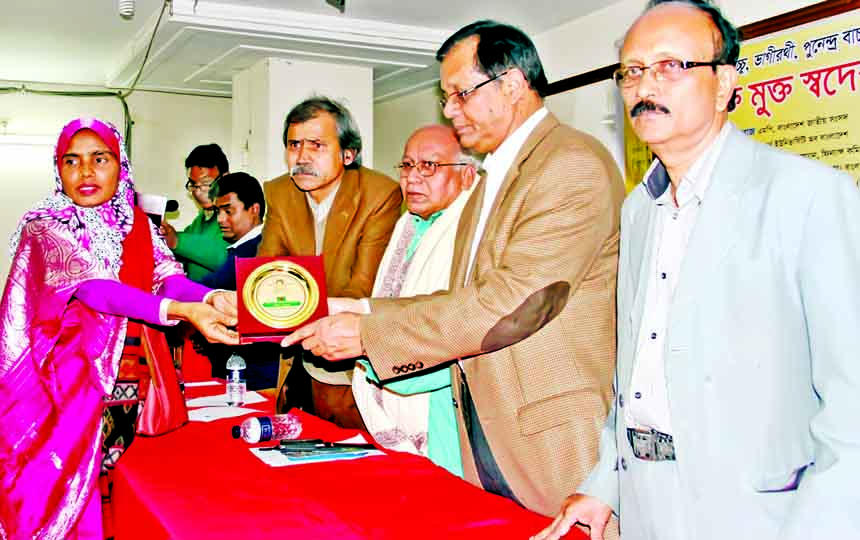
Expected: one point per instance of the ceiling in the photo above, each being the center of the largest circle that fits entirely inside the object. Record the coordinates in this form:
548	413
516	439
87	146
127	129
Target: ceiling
201	44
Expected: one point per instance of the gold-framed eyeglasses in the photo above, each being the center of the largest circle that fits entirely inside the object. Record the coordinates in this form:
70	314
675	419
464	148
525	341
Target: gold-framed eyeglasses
459	98
192	186
669	70
424	168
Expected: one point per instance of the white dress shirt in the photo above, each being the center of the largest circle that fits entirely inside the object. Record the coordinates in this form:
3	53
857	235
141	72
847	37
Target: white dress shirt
648	400
497	164
320	212
250	235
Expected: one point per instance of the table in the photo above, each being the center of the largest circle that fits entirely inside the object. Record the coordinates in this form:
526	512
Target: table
198	482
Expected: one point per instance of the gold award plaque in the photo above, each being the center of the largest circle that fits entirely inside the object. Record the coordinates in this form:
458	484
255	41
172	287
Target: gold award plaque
281	294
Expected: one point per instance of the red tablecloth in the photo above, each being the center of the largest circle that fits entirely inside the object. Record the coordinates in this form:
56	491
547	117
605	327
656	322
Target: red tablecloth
198	482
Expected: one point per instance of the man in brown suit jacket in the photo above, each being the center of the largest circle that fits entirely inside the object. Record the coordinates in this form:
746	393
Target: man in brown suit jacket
329	205
529	322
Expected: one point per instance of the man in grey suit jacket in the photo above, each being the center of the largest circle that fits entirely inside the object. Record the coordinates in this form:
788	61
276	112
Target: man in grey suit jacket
738	382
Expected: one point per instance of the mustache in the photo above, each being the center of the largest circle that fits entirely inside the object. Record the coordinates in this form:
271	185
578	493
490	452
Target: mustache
304	170
646	106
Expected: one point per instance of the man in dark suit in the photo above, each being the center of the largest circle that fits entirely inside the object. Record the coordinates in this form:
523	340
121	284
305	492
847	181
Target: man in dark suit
241	206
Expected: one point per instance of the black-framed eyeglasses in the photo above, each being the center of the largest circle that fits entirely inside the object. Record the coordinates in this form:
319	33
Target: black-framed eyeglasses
459	98
669	70
193	186
424	168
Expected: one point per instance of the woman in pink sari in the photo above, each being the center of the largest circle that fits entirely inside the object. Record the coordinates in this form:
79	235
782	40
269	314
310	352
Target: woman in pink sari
88	269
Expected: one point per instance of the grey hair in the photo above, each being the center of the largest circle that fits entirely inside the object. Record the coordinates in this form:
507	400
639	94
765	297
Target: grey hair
348	135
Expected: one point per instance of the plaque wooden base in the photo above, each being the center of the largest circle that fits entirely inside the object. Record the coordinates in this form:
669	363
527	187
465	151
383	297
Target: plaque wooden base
277	295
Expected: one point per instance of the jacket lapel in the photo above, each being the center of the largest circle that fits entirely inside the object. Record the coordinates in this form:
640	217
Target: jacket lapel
340	215
466	233
299	232
547	124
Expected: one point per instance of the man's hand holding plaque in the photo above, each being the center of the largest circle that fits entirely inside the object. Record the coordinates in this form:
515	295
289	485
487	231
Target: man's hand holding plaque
336	337
277	295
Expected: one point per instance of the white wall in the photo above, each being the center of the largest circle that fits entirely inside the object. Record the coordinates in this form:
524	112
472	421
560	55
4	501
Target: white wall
166	128
395	120
591	42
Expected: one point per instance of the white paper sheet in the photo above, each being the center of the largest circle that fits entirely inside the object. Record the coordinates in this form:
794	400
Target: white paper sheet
277	459
220	400
208	414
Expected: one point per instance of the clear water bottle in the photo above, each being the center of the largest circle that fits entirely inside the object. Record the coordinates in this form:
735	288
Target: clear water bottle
236	381
267	428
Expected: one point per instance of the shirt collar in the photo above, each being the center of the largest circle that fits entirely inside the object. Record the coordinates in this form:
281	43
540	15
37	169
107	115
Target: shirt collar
418	220
695	182
250	235
320	210
503	157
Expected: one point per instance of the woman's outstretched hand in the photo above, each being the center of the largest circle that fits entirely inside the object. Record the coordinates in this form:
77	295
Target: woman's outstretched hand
215	325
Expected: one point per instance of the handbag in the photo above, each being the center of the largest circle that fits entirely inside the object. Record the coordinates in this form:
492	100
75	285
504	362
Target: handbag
164	407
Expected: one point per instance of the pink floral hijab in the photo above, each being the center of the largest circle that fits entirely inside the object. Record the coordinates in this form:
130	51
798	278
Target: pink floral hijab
99	230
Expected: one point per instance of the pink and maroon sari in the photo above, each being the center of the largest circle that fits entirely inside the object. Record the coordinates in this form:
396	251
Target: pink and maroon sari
59	359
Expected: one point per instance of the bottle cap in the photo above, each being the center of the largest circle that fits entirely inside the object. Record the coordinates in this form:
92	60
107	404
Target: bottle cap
235	362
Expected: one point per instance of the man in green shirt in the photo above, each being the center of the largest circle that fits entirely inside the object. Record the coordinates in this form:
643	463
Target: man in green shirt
200	246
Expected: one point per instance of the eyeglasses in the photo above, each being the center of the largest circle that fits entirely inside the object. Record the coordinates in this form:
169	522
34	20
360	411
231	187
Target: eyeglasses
459	98
664	70
192	186
425	168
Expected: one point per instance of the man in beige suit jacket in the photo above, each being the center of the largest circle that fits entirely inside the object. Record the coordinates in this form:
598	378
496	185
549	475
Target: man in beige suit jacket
531	310
329	205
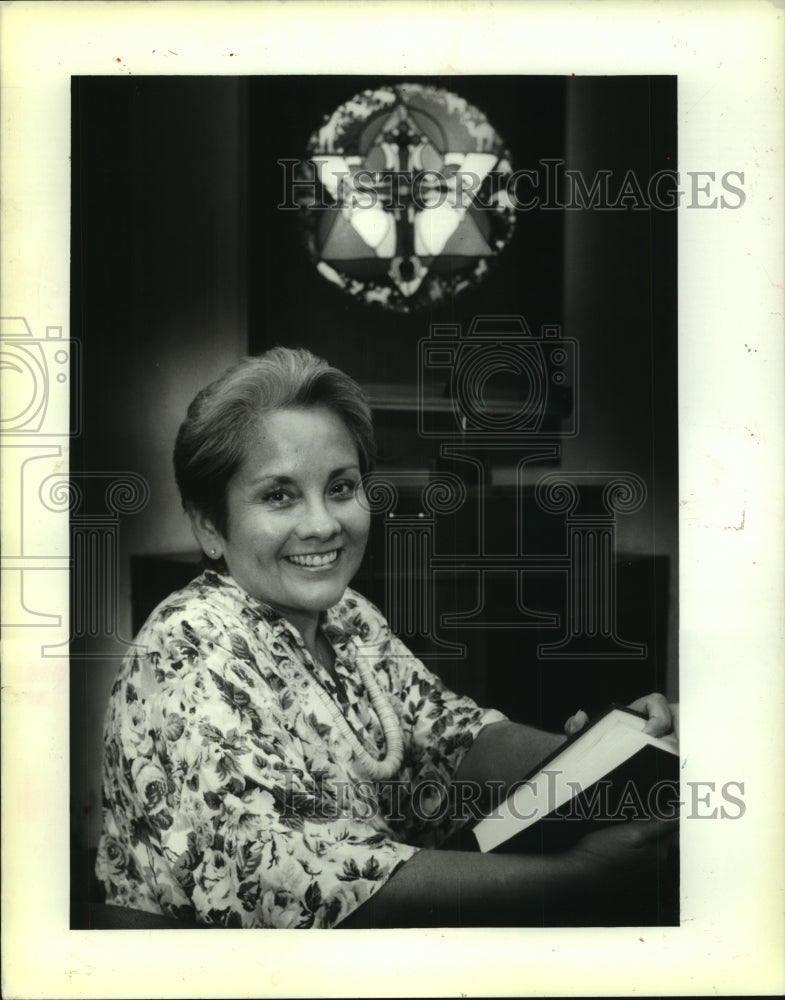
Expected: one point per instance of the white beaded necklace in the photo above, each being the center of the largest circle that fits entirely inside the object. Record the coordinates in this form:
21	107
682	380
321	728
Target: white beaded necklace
377	770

=-=-=-=-=

Task to carry out = Please give the data above again in exact form and omit every picture.

Written reply =
Expected: one point per instance of the ceiling in the photo above, each being the center of the largest circle that fits entirely inside the object. Record the coordinates in this form:
548	413
516	439
87	146
127	129
Target: ceiling
201	44
Expected: one point per instance of the gold-framed eyeglasses in the photo above, each being the center of the largest circle that fits entirely inside the object. Record the coordinates in this form:
70	314
675	419
464	148
525	341
Target: gold-framed eyeglasses
459	98
192	186
669	70
424	168
Expected: one point per instance of the white dress shirt in the photo above, each being the center of the largest circle that fits entirely inside the object. Record the coordinates in this form:
3	53
857	235
141	72
847	37
Target: white dress shirt
648	400
497	164
320	212
250	235
Expected: one point per instance of the table in the photo above, each being the center of the largest circle that fits entirely inside the object. Record the coordinates in this form:
526	512
Target: table
198	482
Expected: one point per instance of the gold award plaque in the photo above, each being the center of the largest circle that fits entirely inside the object. Record the coordinates in this form:
458	484
255	41
172	287
Target: gold award plaque
281	294
Expected: one point per instance of the red tablecloth in the photo above, each being the center of the largest circle that fits entirely inside the object. Record the coordinates in this form:
56	491
547	117
605	327
656	322
Target: red tablecloth
198	482
Expected: one point per instance of the man in brown suit jacket in the photo above, each being the center of the largest circle that fits entirely inside the object. Record the coordinates in this form:
746	393
Target: man in brown suit jacket
329	205
529	322
Expected: one point per instance of the man in grey suit jacket in the photo above, each being the center of the largest circle that fits entirely inside the object. Record the coordinates in this form:
788	61
276	112
Target: man in grey suit jacket
738	382
Expected: one point per instance of the mustache in the photo above, each being the center of the largest circle that fits entirely inside the object. Record the coordinates in this form:
271	185
578	493
490	452
Target: mustache
304	170
646	106
Expected: one point per instance of the man in dark suit in the photo above, each being the center of the largest circle that fits entirely inside the object. Record the coordinates in this form:
523	340
121	284
305	492
847	181
Target: man in dark suit
241	206
Expected: one point per instance of the black-framed eyeglasses in the photo above, each being the center of the largest circle that fits entirely inside the object. Record the coordinates in this form:
319	33
Target: black-framed eyeglasses
459	98
669	70
193	186
424	168
Expected: one point per instance of the woman in pink sari in the photo above, each being the center of the largest circle that fits entirely inside the object. Record the coordinates in this form:
79	235
782	40
269	314
310	352
Target: woman in pink sari
88	269
Expected: one point per instance of the grey hair in the photo above, each being the center of the largest circle that fits entirely inside the object. Record the coordinates in this form:
507	400
639	94
765	297
Target: grey hair
348	135
Expected: one point per instance of the plaque wooden base in the photo above, each being the center of the largest circle that fits entirely inside the object. Record the coordinates in this form:
669	363
527	187
465	151
383	297
Target: plaque wooden base
277	295
Expected: one point per instance of the jacket lapel in the photo above, each being the center of the largest circle that fits entirely inside the object. Record the coordinates in this form:
640	217
Target: jacket lapel
340	215
466	233
299	232
547	124
Expected: one point per instance of the man's hand holding plaque in the photo above, each being the center of the largest circle that fits entirely inside the object. Record the coordinates in this form:
515	295
289	485
487	231
Target: man's hand holding plaque
336	337
277	295
Expected: one point per instance of the white wall in the photo above, each being the center of the largest circle that fits entirely inside the object. Record the coordinates in this form:
524	112
472	421
560	55
4	501
Target: white wall
166	128
395	120
591	42
Expected: one point per instance of the white paper sheet in the photo above, each being the center of the largest circle that fits entirely inside the object. Record the coordinates in this form:
794	400
Target: white paper sheet
277	459
220	400
208	414
Expected: one point per instance of the clear water bottle in the photo above, each being the center of the largest circle that fits entirely inside the object. Record the coordinates in this form:
735	288
Target: clear water bottle
236	381
267	428
Expected: one point per instance of the shirt collar in the photo above, each being the center of the largest circle that fits entirely inside the object. Record the coordinates in this form:
281	43
540	15
37	169
107	115
Target: shirt collar
418	220
695	182
250	235
320	210
503	157
Expected: one point per instance of the woman's outstretched hand in the photo above, each being the center of the largest circle that fits entirely inside the object. Record the coordinates in this form:
77	295
Target: woman's outstretched hand
215	325
Expected: one point per instance of the handbag in the photo above, each being the center of the largest circle that fits entirely inside the object. Record the coordinates in this form:
492	100
75	285
504	362
Target: handbag
164	407
Expected: one point per instance of the pink floral hijab in the photo above, each being the center of the largest circle that fits entirely inside the object. Record the coordinates in this form:
130	51
798	278
Target: pink floral hijab
99	230
Expected: one point per instance of the pink and maroon sari in the photo above, each being the center of the largest circle that fits entirely inside the object. Record the coordinates in this form:
396	251
Target: pink and maroon sari
59	359
Expected: one point per instance of the bottle cap in the photo above, each being the center of the largest circle that fits entirely inside the object. Record the coordinates in this form:
92	60
107	404
Target: bottle cap
235	362
Expected: one point per instance of the man in green shirt in the photo above, each being the center of the largest circle that fits entirely inside the object. Record the coordinates in this form:
643	463
Target: man in green shirt
200	246
Expected: one point per instance of the eyeglasses in the photo above, each being the center of the largest circle that fits entirely inside the object. Record the coordinates in this form:
169	522
34	20
360	411
231	187
Target: eyeglasses
459	98
664	70
192	186
425	168
Expected: one point per instance of the man in beige suit jacket in the photo above, each being the center of the largest circle that fits entirely inside the object. Record the coordinates in this form:
598	378
496	185
549	475
Target: man in beige suit jacket
531	310
329	205
Expected: one point per instance of the white beaded necklace in the photo above, each being the center of the largest circle that fits entirely inside the object. Record the coordinates in this form:
21	107
682	380
321	728
Target: white beaded necklace
377	770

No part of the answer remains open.